▶ **Direction**
Copy the data word for word, from the line containing "point per instance: dark animal" up to and including the last line of the data.

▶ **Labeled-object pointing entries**
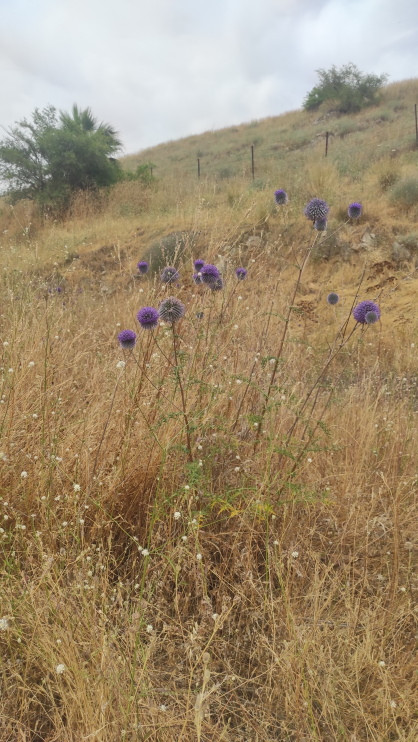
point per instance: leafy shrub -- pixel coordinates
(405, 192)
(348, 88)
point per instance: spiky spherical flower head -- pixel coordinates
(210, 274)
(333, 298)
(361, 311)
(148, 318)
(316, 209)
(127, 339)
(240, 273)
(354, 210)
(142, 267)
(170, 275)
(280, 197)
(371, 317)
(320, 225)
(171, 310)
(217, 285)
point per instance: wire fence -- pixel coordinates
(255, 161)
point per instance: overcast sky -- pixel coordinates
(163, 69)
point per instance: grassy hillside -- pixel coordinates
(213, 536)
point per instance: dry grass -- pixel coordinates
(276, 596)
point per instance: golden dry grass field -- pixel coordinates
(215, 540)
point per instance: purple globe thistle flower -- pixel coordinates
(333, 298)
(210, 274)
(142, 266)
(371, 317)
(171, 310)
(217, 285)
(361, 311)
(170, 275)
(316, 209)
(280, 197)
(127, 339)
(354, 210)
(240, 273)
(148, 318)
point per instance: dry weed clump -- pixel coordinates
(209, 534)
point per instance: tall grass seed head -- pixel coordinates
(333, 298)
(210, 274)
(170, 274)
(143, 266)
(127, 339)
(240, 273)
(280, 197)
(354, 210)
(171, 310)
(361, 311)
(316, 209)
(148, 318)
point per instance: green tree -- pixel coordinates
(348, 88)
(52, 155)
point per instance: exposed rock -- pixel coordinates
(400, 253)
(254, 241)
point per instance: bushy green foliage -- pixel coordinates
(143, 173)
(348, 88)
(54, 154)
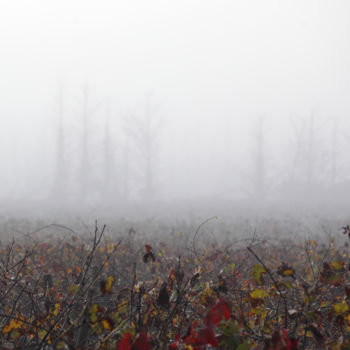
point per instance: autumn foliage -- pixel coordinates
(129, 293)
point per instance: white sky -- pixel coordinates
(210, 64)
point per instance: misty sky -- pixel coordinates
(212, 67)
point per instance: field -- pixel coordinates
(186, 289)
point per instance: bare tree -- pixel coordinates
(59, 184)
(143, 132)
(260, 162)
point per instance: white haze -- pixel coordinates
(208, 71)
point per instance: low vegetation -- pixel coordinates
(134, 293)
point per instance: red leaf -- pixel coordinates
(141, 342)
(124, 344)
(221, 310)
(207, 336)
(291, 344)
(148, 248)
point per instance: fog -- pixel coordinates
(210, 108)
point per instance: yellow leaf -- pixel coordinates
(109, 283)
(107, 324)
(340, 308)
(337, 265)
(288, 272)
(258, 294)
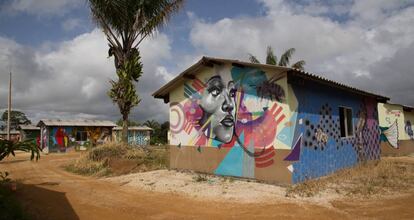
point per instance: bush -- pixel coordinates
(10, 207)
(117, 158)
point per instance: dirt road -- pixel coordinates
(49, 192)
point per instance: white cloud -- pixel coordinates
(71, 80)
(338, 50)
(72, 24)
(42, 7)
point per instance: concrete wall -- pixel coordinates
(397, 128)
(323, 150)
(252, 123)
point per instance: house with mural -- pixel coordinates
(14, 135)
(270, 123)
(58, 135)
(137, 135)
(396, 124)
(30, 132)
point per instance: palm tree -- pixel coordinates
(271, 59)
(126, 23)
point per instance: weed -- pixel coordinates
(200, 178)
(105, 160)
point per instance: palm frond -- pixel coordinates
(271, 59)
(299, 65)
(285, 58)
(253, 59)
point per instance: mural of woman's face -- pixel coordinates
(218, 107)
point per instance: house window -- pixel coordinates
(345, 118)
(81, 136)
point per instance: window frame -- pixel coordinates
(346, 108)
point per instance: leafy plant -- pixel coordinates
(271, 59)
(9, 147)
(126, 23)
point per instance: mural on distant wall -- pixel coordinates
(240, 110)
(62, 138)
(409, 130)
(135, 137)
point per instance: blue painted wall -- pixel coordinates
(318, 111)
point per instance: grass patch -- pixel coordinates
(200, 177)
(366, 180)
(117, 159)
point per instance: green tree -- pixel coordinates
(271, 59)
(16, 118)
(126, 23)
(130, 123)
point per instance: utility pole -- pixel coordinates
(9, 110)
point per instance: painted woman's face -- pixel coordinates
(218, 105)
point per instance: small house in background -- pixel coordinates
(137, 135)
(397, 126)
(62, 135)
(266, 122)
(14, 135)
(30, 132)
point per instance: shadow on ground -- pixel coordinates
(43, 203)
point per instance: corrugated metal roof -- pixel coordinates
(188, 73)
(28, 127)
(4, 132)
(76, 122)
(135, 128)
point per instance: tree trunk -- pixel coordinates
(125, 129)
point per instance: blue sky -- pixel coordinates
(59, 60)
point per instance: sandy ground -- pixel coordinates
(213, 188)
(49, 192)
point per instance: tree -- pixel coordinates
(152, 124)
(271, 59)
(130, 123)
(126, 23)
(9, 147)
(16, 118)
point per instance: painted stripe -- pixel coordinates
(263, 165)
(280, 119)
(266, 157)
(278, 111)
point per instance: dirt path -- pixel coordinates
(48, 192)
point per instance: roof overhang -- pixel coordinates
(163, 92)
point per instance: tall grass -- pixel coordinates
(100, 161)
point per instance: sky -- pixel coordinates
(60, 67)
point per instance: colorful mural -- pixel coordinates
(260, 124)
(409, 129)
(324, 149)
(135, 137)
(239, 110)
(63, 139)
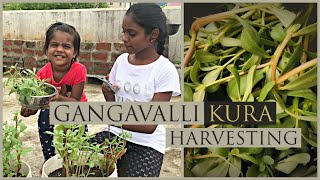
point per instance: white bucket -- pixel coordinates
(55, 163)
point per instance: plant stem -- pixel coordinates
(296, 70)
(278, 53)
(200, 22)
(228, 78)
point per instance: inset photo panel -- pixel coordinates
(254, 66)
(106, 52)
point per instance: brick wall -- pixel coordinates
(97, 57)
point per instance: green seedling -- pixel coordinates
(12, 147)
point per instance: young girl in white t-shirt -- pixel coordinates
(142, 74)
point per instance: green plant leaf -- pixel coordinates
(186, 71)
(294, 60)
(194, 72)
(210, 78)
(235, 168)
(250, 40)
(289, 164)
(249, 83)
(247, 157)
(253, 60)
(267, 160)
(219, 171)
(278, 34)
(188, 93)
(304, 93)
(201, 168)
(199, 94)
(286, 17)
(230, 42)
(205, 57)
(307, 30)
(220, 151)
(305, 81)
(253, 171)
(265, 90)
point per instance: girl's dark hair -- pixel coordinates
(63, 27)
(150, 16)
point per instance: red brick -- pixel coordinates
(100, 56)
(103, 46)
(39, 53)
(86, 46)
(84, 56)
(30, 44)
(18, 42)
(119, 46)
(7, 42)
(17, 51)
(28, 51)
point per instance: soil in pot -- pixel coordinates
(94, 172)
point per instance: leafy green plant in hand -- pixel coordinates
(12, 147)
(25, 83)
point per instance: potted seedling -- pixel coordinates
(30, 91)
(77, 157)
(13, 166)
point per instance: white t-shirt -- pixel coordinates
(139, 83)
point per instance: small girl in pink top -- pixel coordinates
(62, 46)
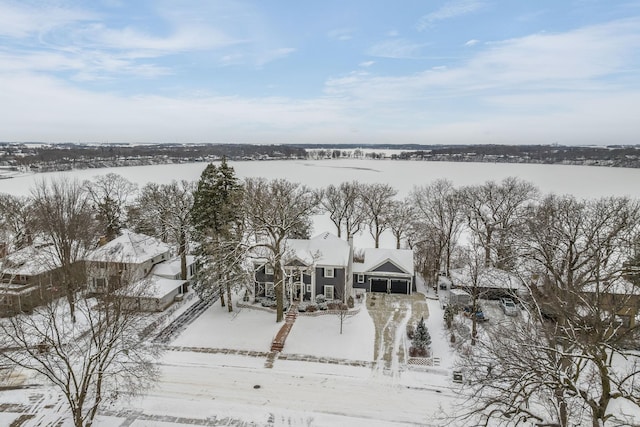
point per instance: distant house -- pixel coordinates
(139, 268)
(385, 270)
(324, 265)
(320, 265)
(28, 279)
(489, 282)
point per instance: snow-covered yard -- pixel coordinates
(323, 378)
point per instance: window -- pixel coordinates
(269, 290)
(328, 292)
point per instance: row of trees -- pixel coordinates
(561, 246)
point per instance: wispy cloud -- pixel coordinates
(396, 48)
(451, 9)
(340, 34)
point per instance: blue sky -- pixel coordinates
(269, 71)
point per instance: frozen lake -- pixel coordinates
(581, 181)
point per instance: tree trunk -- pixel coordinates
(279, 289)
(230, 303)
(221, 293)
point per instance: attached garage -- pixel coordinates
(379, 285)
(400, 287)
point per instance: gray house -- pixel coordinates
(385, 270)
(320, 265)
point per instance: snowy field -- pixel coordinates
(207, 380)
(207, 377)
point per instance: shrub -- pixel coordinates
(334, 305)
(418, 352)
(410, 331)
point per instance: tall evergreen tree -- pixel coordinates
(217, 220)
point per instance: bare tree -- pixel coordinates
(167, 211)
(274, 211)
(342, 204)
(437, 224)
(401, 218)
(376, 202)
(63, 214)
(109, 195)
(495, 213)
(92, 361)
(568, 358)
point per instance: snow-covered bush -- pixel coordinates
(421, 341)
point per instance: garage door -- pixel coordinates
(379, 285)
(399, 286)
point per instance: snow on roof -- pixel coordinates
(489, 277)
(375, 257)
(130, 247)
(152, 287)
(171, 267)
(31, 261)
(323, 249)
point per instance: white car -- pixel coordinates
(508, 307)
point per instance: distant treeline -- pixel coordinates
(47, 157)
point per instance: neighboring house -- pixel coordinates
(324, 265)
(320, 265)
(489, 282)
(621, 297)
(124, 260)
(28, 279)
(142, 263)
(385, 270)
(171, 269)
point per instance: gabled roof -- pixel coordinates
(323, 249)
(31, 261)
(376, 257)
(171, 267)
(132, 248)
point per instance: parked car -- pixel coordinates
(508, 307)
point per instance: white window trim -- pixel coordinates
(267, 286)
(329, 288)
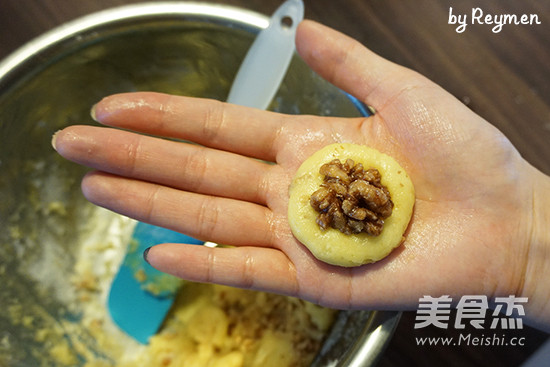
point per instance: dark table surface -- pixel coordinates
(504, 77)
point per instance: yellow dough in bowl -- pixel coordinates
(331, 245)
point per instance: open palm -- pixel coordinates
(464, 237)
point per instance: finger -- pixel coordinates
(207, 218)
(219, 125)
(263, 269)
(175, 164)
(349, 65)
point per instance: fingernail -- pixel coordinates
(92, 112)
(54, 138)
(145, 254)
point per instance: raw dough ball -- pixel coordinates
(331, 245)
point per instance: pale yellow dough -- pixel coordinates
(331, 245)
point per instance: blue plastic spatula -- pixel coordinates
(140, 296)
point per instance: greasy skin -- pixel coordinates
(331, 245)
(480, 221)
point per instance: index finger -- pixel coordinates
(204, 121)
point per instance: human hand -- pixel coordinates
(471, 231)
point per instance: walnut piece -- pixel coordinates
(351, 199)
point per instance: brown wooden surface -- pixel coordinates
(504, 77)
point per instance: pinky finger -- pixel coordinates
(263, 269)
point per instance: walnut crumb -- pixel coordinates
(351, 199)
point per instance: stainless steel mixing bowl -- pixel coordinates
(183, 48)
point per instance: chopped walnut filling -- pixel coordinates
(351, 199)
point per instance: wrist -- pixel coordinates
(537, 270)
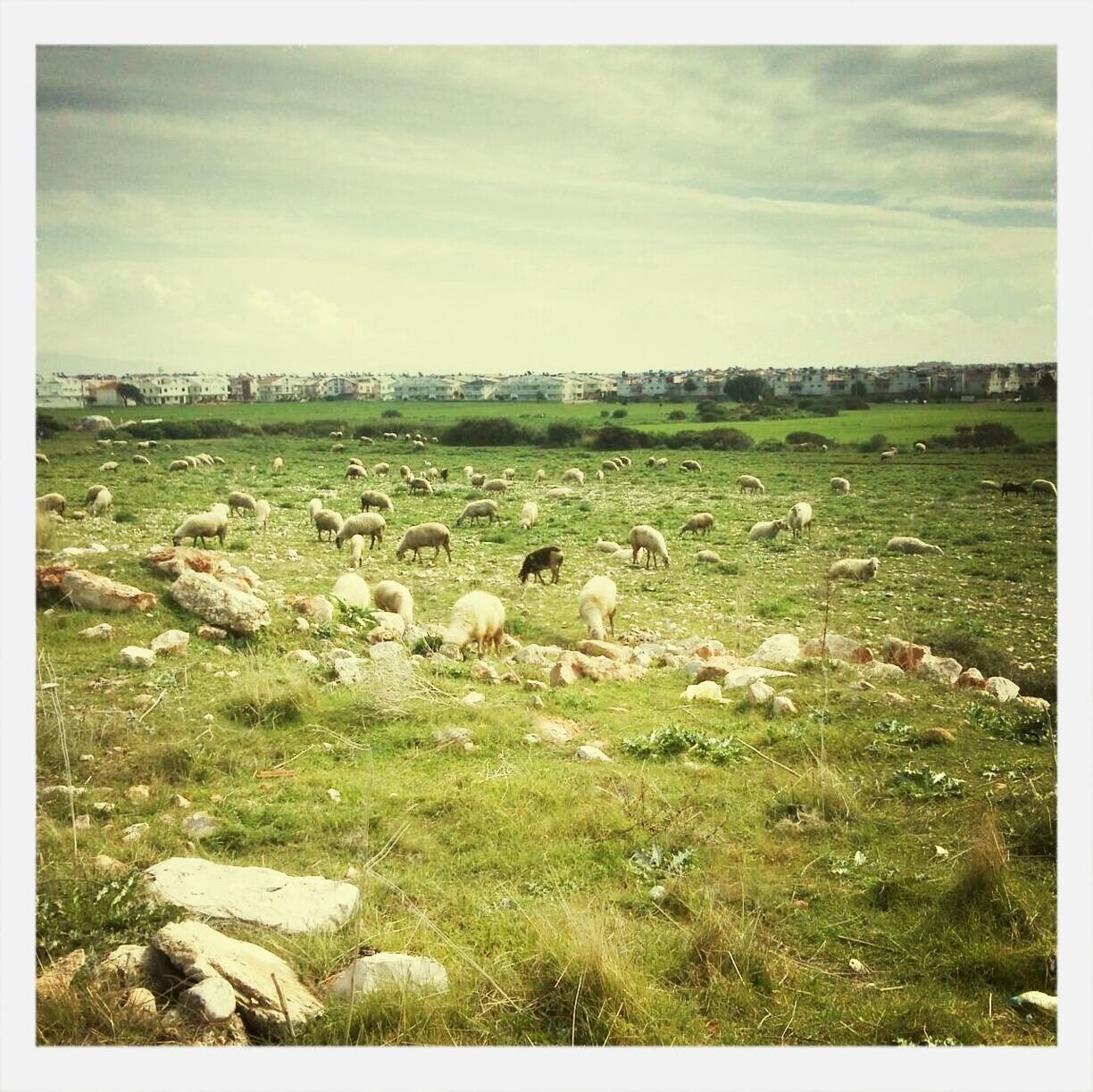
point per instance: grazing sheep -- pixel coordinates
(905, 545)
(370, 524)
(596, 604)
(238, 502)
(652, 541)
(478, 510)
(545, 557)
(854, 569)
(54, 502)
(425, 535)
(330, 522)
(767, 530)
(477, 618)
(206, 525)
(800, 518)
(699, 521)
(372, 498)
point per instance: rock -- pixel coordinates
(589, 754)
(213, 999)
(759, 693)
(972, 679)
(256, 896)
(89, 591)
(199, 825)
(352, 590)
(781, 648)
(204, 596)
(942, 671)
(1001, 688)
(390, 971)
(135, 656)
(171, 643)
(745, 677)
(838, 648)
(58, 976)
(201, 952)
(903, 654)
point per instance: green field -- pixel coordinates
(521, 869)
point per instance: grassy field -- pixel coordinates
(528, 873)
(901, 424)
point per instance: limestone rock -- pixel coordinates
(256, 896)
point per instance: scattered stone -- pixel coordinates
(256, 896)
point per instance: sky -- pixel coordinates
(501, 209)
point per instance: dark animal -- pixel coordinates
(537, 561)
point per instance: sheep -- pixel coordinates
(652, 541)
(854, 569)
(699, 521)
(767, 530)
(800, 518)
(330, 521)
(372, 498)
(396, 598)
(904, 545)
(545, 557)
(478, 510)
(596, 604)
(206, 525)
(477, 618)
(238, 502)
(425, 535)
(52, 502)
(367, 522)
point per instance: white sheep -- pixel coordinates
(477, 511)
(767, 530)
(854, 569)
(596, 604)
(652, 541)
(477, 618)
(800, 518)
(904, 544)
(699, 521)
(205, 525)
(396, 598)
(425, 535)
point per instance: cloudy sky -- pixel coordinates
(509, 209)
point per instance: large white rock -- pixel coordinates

▶ **Written response**
point per instance: dark animal -- pixel coordinates
(537, 561)
point per instance: sheep -- pixel coordinates
(652, 541)
(854, 569)
(699, 521)
(767, 530)
(800, 518)
(330, 521)
(372, 498)
(396, 598)
(904, 545)
(545, 557)
(478, 510)
(596, 604)
(206, 525)
(477, 618)
(238, 502)
(425, 535)
(52, 502)
(367, 522)
point per instance: white sheep -- pixel coordinates
(477, 511)
(767, 530)
(854, 569)
(596, 604)
(652, 541)
(477, 618)
(800, 518)
(904, 544)
(699, 521)
(205, 525)
(396, 598)
(425, 535)
point per instance: cloudy sky -- pixel coordinates
(509, 209)
point per instance: large white rock -- pixel coordinates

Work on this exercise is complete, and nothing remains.